### Given task
Present every line of the records below as a Markdown table with the columns "No." and "Content", numbering the rows in order and omitting blank lines.

### Records provided

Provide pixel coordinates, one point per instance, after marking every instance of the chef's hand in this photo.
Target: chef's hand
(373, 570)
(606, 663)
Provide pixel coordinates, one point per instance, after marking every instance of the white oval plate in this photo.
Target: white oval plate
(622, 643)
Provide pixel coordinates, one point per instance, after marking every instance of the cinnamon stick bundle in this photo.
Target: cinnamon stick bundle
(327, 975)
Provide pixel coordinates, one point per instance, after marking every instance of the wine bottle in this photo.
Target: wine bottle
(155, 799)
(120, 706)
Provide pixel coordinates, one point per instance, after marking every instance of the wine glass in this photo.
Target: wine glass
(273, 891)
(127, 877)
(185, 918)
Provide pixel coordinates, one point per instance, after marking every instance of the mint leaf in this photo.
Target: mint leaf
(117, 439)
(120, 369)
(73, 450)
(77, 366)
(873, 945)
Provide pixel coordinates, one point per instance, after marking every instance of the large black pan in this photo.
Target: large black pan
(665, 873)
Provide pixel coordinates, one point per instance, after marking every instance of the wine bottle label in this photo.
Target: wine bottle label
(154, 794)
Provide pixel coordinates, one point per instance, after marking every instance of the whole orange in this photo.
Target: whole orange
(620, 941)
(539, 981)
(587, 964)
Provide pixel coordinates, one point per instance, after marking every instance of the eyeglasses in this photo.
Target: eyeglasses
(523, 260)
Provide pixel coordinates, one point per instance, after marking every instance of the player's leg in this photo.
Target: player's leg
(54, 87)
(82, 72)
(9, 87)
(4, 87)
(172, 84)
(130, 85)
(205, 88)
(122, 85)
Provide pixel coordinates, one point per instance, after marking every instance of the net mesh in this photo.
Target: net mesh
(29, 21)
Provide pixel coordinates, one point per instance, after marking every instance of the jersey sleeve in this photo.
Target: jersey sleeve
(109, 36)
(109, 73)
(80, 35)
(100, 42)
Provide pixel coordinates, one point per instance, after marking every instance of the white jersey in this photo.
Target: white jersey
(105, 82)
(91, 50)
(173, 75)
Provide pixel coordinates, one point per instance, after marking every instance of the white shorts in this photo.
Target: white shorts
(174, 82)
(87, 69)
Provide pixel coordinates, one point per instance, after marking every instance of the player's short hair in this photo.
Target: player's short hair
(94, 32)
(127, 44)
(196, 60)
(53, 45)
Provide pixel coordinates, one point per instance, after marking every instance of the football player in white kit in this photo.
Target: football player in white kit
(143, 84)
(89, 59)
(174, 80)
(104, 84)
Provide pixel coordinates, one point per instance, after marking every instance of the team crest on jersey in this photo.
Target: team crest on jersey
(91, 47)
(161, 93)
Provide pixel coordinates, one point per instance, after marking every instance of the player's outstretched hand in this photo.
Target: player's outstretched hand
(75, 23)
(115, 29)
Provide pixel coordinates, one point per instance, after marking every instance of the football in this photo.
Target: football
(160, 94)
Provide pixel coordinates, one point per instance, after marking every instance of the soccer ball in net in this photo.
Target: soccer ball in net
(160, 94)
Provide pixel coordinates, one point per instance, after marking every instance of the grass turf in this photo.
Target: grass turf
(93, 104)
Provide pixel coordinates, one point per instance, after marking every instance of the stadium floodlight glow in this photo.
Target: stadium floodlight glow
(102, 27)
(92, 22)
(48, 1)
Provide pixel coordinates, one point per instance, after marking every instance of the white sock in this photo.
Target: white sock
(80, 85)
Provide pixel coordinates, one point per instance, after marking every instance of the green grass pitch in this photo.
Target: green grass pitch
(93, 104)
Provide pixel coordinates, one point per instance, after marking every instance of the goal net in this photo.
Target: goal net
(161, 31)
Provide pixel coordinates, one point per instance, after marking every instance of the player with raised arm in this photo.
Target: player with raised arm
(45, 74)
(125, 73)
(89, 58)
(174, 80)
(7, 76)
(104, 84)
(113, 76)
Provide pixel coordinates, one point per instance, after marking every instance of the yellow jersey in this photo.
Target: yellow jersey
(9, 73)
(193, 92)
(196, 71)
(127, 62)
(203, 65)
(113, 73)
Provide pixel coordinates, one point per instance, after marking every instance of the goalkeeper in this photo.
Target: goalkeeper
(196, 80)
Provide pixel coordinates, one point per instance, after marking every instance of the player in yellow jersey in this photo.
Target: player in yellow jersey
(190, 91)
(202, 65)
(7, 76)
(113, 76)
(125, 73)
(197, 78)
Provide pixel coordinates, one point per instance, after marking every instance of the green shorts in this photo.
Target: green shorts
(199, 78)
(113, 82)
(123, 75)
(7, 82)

### Exercise output
| No. | Content |
|---|---|
| 1 | Provide pixel coordinates, one point per instance, after marking every instance of the chef's hand in this photo. |
| 2 | Target: chef's hand |
| 3 | (373, 570) |
| 4 | (606, 663) |
| 5 | Provide pixel coordinates, one point per instance, after marking every instance of the white oval plate in this photo. |
| 6 | Target: white oval plate |
| 7 | (622, 643) |
| 8 | Provide pixel coordinates, one point per instance, after marking every instance of the cinnamon stick bundle in this photo. |
| 9 | Target: cinnamon stick bundle |
| 10 | (327, 975) |
| 11 | Provide pixel coordinates, one point per instance, after marking every instance of the wine bottle in this photo. |
| 12 | Target: wine bottle |
| 13 | (155, 799) |
| 14 | (120, 706) |
| 15 | Provide pixel coordinates, one point per instance, after marking every instance of the wine glass in this photo. |
| 16 | Target: wine glass |
| 17 | (273, 891) |
| 18 | (127, 877) |
| 19 | (185, 918) |
| 20 | Provide pixel coordinates, one point per instance, after marking every instance of the mint leaf in this photo. |
| 21 | Target: mint leaf |
| 22 | (117, 439) |
| 23 | (120, 369) |
| 24 | (73, 450) |
| 25 | (77, 366) |
| 26 | (873, 945) |
| 27 | Provide pixel coordinates, one point per instance, after marking every instance of the large black pan in this photo. |
| 28 | Target: large black pan |
| 29 | (665, 873) |
| 30 | Provide pixel coordinates, one point per instance, after marking every instance of the wine bottle label in this photo. |
| 31 | Target: wine bottle label |
| 32 | (154, 794) |
| 33 | Provide pixel coordinates, one point per instance, after marking every instance of the whole orange in this photo. |
| 34 | Target: whole orange |
| 35 | (620, 941) |
| 36 | (539, 981) |
| 37 | (587, 964) |
| 38 | Provide pixel coordinates, one point per instance, after marking every instance of the eyeglasses in this photo. |
| 39 | Target: eyeglasses |
| 40 | (523, 260) |
| 41 | Provide pixel coordinates, one point per instance, after marking every instance of the player's leg in this photo. |
| 42 | Target: player's leg |
| 43 | (54, 87) |
| 44 | (82, 72) |
| 45 | (9, 87) |
| 46 | (4, 87) |
| 47 | (172, 84) |
| 48 | (130, 85) |
| 49 | (205, 88) |
| 50 | (122, 85) |
| 51 | Provide pixel coordinates, one point per instance, after marking every instance of the net mesh in this photo. |
| 52 | Target: net mesh |
| 53 | (29, 21) |
| 54 | Provide pixel coordinates, one point per instance, after marking every instance of the jersey sleeve in this photo. |
| 55 | Target: jersey sleeve |
| 56 | (109, 36) |
| 57 | (109, 73) |
| 58 | (80, 35) |
| 59 | (100, 42) |
| 60 | Provide pixel coordinates, one point per instance, after marking every instance of the white jersey in this photo. |
| 61 | Target: white jersey |
| 62 | (105, 82) |
| 63 | (91, 50) |
| 64 | (173, 75) |
| 65 | Provide pixel coordinates, one point per instance, after marking every instance of the white shorts in this photo. |
| 66 | Target: white shorts |
| 67 | (174, 82) |
| 68 | (87, 69) |
| 69 | Provide pixel coordinates, one point per instance, after marking every instance of the player's short hair in this photo. |
| 70 | Target: player's short hair |
| 71 | (94, 32) |
| 72 | (127, 44) |
| 73 | (196, 60) |
| 74 | (53, 45) |
| 75 | Provide pixel coordinates, one point per instance, after marking every instance of the football player in white kit in this photo. |
| 76 | Target: football player in white kit |
| 77 | (143, 84) |
| 78 | (89, 59) |
| 79 | (174, 80) |
| 80 | (104, 84) |
| 81 | Provide pixel coordinates, one point per instance, after marking every instance of the team crest on jersey in this photo. |
| 82 | Target: team crest on jersey |
| 83 | (91, 47) |
| 84 | (161, 93) |
| 85 | Provide pixel coordinates, one point per instance, after marking every instance of the player's outstretched hand in this photo. |
| 86 | Target: player's outstretched hand |
| 87 | (75, 23) |
| 88 | (115, 29) |
| 89 | Provide pixel coordinates, one point per instance, after marking every instance of the football in this photo. |
| 90 | Target: football |
| 91 | (160, 94) |
| 92 | Provide pixel coordinates, one point per instance, after marking every instance of the soccer ball in net in this photo. |
| 93 | Target: soccer ball in net |
| 94 | (160, 94) |
| 95 | Provide pixel coordinates, one point per instance, after marking every instance of the grass turf in this photo. |
| 96 | Target: grass turf |
| 97 | (93, 104) |
| 98 | Provide pixel coordinates, one point per instance, after marking every instance of the stadium floodlight glow in this photo. |
| 99 | Target: stadium floodlight glow |
| 100 | (102, 27) |
| 101 | (92, 22) |
| 102 | (48, 1) |
| 103 | Provide pixel coordinates, one point per instance, after marking every instance of the white sock in this photo. |
| 104 | Target: white sock |
| 105 | (80, 85) |
| 106 | Provide pixel coordinates, one point per instance, after marking every instance of the green grass pitch in this photo. |
| 107 | Target: green grass pitch |
| 108 | (93, 104) |
| 109 | Provide pixel coordinates, one point per instance, after marking every instance of the goal net in this photo. |
| 110 | Target: goal net |
| 111 | (161, 31) |
| 112 | Provide pixel coordinates, one point per instance, after marking every instance of the player with raised arm in this photo. |
| 113 | Target: player with raised arm |
| 114 | (45, 74) |
| 115 | (125, 73) |
| 116 | (89, 58) |
| 117 | (174, 80) |
| 118 | (7, 76) |
| 119 | (104, 84) |
| 120 | (113, 76) |
| 121 | Provide pixel coordinates, one point per instance, after marking every instance of the yellow jersey in this photo. |
| 122 | Target: yellow jersey |
| 123 | (9, 73) |
| 124 | (193, 92) |
| 125 | (196, 71) |
| 126 | (127, 62) |
| 127 | (203, 65) |
| 128 | (113, 73) |
| 129 | Provide pixel coordinates, one point per instance, after marking every instance of the goalkeeper in this photo. |
| 130 | Target: goalkeeper |
| 131 | (196, 80) |
| 132 | Provide pixel coordinates, one point per instance, after marking every instance of the player in yellow jersey in this photo. |
| 133 | Target: player in yellow jersey |
| 134 | (190, 91) |
| 135 | (202, 65) |
| 136 | (7, 76) |
| 137 | (113, 76) |
| 138 | (125, 73) |
| 139 | (197, 78) |
| 140 | Provide pixel coordinates, one point per instance, after marking every instance of the green shorts in this photo. |
| 141 | Target: green shorts |
| 142 | (199, 78) |
| 143 | (113, 82) |
| 144 | (123, 75) |
| 145 | (7, 82) |